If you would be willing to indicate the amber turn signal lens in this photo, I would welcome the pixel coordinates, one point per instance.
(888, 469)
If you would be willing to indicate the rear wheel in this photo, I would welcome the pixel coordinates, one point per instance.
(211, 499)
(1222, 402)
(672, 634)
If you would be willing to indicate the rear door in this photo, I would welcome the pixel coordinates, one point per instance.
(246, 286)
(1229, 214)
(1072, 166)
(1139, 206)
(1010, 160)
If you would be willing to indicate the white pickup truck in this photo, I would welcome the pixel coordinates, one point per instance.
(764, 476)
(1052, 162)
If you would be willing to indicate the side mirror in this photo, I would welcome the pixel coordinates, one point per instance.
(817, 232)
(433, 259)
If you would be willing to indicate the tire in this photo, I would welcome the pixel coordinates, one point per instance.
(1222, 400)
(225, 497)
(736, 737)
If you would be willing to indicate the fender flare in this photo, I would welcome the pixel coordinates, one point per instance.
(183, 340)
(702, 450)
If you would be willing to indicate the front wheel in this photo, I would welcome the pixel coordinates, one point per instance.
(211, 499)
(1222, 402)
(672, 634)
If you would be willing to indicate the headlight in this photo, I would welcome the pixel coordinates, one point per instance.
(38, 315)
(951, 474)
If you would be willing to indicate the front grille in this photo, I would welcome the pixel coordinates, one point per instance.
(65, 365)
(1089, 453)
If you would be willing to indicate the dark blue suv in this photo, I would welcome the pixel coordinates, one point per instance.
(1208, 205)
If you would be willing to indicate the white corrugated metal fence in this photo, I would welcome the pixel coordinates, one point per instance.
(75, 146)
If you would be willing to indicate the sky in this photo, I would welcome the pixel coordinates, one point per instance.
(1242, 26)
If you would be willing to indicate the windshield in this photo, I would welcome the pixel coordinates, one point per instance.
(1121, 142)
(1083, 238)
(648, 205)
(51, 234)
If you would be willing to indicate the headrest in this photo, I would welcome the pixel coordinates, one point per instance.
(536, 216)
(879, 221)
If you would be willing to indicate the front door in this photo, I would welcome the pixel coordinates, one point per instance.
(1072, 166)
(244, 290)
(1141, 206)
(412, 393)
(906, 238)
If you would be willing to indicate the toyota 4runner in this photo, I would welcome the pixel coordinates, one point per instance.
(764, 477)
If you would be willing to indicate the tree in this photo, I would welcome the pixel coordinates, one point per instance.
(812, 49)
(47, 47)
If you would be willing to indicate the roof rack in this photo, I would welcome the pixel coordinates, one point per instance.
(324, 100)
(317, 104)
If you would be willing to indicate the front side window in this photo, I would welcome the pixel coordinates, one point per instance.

• [Opdracht] Zet de regels vanaf het begin van de vermeldingen tot en met de regel met "(1052, 162)" om in een Markdown-tabel met de kolommen Nr en Regel. Sla lege regels over.

• [Uitgewerkte oplossing]
| Nr | Regel |
|---|---|
| 1 | If you would be willing to indicate the amber turn signal lens in this photo, I would welcome the pixel coordinates, one point per instance. |
| 2 | (888, 469) |
| 3 | If you would be willing to indicate the rear wheel in this photo, I would welcome the pixel coordinates, one point per instance. |
| 4 | (211, 499) |
| 5 | (1222, 402) |
| 6 | (672, 634) |
| 7 | If you would be willing to indicate the rear door in this photo, I would welcome the pixel coordinates, one point per instance. |
| 8 | (246, 286) |
| 9 | (1229, 214) |
| 10 | (1072, 166) |
| 11 | (1139, 206) |
| 12 | (1010, 160) |
| 13 | If you would be willing to indicate the white pickup truck in this photo, I would welcome the pixel coordinates, one point per instance. |
| 14 | (764, 476) |
| 15 | (1052, 162) |